### Excerpted data

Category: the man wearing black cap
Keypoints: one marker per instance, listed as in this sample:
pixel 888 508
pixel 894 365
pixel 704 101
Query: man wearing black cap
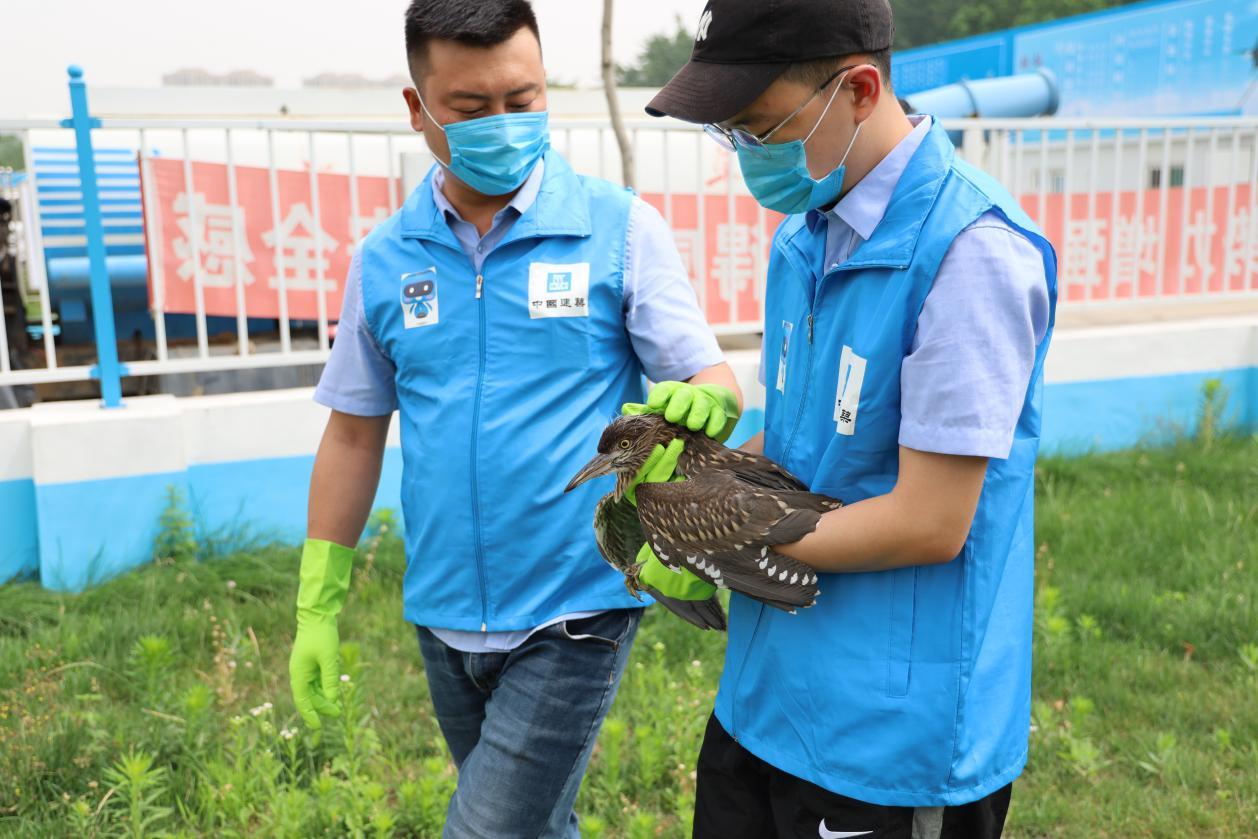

### Problem
The records above must be output exactly, except for their pictures.

### Problem solution
Category: the man wearing black cap
Keypoints: one marker per instance, listed as in this sample:
pixel 888 508
pixel 894 365
pixel 704 101
Query: man wearing black cap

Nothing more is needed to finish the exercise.